▶ Set problem
Repeat the listing exactly as given, omitting every image.

▶ Material for this task
- - -

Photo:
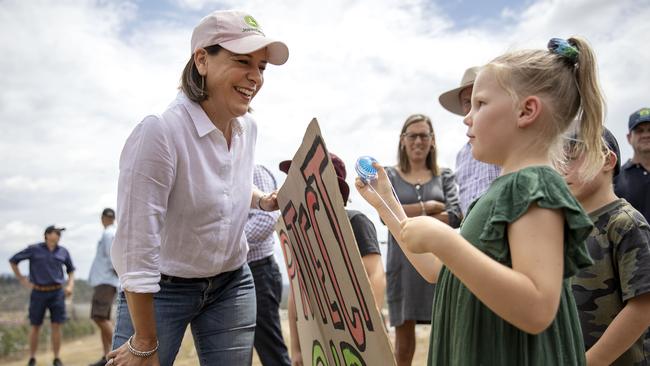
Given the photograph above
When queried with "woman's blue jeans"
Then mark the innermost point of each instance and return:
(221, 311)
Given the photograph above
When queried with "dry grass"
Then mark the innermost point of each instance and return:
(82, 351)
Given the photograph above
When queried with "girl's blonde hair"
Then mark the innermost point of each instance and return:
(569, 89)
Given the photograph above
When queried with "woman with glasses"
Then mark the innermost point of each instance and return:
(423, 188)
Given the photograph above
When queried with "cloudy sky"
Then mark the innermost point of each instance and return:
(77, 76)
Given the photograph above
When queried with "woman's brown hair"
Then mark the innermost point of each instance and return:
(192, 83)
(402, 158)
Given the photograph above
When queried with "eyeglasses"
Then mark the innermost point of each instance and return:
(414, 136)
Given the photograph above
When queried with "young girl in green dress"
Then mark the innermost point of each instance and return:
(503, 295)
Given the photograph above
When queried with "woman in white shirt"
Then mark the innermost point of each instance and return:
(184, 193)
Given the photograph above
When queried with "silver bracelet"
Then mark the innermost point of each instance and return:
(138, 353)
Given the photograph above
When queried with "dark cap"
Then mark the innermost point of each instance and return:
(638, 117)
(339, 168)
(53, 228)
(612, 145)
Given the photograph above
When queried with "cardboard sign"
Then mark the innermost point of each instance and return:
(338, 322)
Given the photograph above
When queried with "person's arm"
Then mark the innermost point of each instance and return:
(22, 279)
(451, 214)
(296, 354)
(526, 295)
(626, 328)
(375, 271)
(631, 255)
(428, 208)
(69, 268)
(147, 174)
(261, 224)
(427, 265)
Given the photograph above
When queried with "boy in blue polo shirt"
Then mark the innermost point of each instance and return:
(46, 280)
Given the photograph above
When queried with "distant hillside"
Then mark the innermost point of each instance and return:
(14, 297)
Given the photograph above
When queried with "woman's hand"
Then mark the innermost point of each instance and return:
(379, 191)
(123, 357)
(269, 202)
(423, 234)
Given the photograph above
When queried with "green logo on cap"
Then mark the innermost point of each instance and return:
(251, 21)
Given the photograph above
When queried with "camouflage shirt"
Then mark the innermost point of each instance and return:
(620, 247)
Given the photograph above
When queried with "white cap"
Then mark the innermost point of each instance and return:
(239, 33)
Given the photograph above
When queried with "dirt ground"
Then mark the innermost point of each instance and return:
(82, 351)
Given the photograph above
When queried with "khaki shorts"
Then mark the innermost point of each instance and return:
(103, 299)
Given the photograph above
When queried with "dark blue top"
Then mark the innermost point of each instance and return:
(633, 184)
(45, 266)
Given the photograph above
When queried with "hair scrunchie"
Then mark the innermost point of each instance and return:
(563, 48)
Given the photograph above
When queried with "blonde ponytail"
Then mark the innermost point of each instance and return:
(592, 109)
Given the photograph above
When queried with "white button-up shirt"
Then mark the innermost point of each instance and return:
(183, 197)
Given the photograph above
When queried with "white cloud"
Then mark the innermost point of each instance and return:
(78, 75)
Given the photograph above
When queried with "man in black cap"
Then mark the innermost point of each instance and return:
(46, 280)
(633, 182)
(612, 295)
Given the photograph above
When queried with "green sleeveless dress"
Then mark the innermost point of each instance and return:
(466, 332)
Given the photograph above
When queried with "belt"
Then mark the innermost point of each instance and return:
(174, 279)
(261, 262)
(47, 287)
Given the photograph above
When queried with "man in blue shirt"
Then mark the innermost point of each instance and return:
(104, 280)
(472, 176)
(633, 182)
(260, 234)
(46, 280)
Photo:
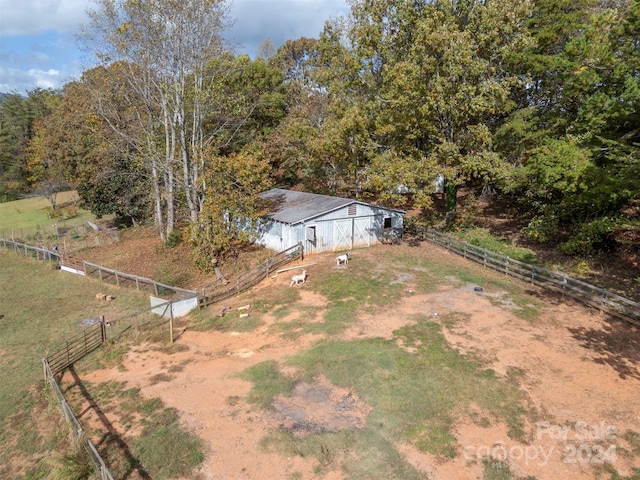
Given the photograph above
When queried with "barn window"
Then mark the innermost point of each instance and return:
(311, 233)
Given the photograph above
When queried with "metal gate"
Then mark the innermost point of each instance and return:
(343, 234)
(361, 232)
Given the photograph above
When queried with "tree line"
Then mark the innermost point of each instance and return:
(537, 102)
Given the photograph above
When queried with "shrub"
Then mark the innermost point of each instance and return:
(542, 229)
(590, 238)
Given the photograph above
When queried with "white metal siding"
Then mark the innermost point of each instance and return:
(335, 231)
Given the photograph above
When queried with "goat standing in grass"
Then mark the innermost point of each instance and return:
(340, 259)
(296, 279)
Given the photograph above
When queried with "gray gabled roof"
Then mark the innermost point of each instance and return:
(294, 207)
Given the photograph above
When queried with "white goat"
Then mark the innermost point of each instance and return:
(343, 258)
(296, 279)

- - -

▶ Final answer
Photo:
Given the photograph above
When queried with "woman's blue jeans"
Then mark the innermost point of each instance and return:
(221, 311)
Given the photograph above
When queried with "dry grass"
Then mark the innermost point of each instance and return:
(82, 351)
Given the photograph above
When queried with "girl's blonde hair"
Then mark the innermost point of each instance and return:
(569, 89)
Given the photograph above
When queried with "woman with glasses"
Then mark the innermost point of each instance and return:
(423, 188)
Given the photograph above
When queried with "cloudy sky"
Then mark the innermost point of each instance and return:
(77, 76)
Given the photograph above
When queried with "woman's brown hair"
Then mark the innermost point of each instance and return:
(192, 83)
(402, 158)
Given the photograph above
When queried with "eyeglasses"
Then mark the innermost point of each instance and return:
(414, 136)
Given the photograph above
When queried with "young girl in green dress"
Then mark the innermost point of each instance and return:
(503, 295)
Given the photograph above
When queried with "woman in white shirt"
Then mark the innermost point of each instance and return:
(184, 193)
Given the photograph above
When queried with "silver bracelet"
Then mark the innermost point of each instance and return:
(138, 353)
Given the photograph above
When queried with "dark cap"
Then mark the innermost point of each instance and return:
(638, 117)
(339, 168)
(53, 228)
(612, 145)
Given the photograph above
When queried with "cardboard sign"
Then mark the innermost point of each instance and return:
(338, 322)
Given the photograph above
When queried with "person's arm"
Then mark the innermost point of each instance and return:
(22, 279)
(451, 214)
(296, 354)
(526, 295)
(626, 328)
(375, 271)
(631, 255)
(428, 208)
(69, 268)
(147, 174)
(261, 224)
(427, 265)
Given the photograph above
When queried with "boy in blue polo shirt"
Then mark the innermost point of each instance and return:
(46, 280)
Given the photograph above
When queried with "distant hillside"
Then mark the innermost point of each instance and return:
(14, 297)
Given the photograph above
When queried with "woman's hand"
Then mark the innermost point of each instance and return:
(379, 191)
(123, 357)
(269, 202)
(423, 234)
Given the photograph above
When queried with "green logo on cap"
Then mark the innermost point of each instance and return:
(251, 21)
Given the photograph above
When queried with "camouflage shirt"
Then mark the innermost point of each instance and return:
(620, 247)
Given the photograph above
When queried with "white cap"
Then mark the innermost point of each instance and return:
(239, 33)
Given the photograph above
When queried with "dirt ground"
Then mark the innermost point of each instance and return:
(82, 351)
Given the photograph above
When queried with "khaki shorts"
Then mark the innermost point of each instance and return:
(103, 299)
Given the photograph above
When queried with "dark blue top"
Then mark the innermost point of each instance and return:
(633, 184)
(45, 266)
Given the photograph above
When queried with "hair scrunchie"
Then mark the innermost point of each instance and return:
(563, 48)
Given the photograph above
When queried with "blonde ponytail"
Then mark the innermost point of each instance and return:
(592, 109)
Given the photograph above
When queried with "white button-up shirt"
Then mark the innermost point of each instance and return:
(183, 197)
Given the photograph above
When queried with "white cloud"
Then mark the innermost point of each instance and return:
(78, 75)
Given the photograph above
When queried with "man in black cap"
Then mark the innermost point of each instance and return:
(46, 280)
(633, 182)
(612, 295)
Given the photograph above
When queried with "green sleeveless dress"
Then mark the innermost point of each instance and return:
(466, 332)
Given the photograph above
When queried with "belt"
Then mark the innermost point of each instance and return:
(174, 279)
(261, 262)
(47, 287)
Given the photograph above
When queried with "man in blue shirt"
Then mark the innermost point of each instance and return:
(104, 280)
(472, 176)
(633, 182)
(260, 234)
(46, 280)
Photo:
Given the photograph above
When queried with "barn window"
Then mark the innermost point of each instance and return:
(311, 233)
Given the photograph above
When queried with "metal gate"
Then mark the innermost point of each instance and return:
(343, 234)
(361, 232)
Given the photograph above
When queried with "tree line"
Then mark the innermost point of each instance and return:
(537, 102)
Given the photograph above
When queried with "shrub"
Then mark the innermost point of each instance and return:
(542, 229)
(590, 238)
Given the photograph above
When queried with "white metal siding"
Then mark the innermost point of each instance and return:
(335, 231)
Given the photograph above
When queried with "goat standing in grass"
Then mark the innermost point of each instance and return:
(340, 259)
(296, 279)
Given the photograph above
When queried with "gray gabled roof"
Then mark the innermost point of each instance and return:
(294, 207)
Given the photograph above
When queried with "white goat"
Then mark the innermost point of each instance and return:
(343, 258)
(296, 279)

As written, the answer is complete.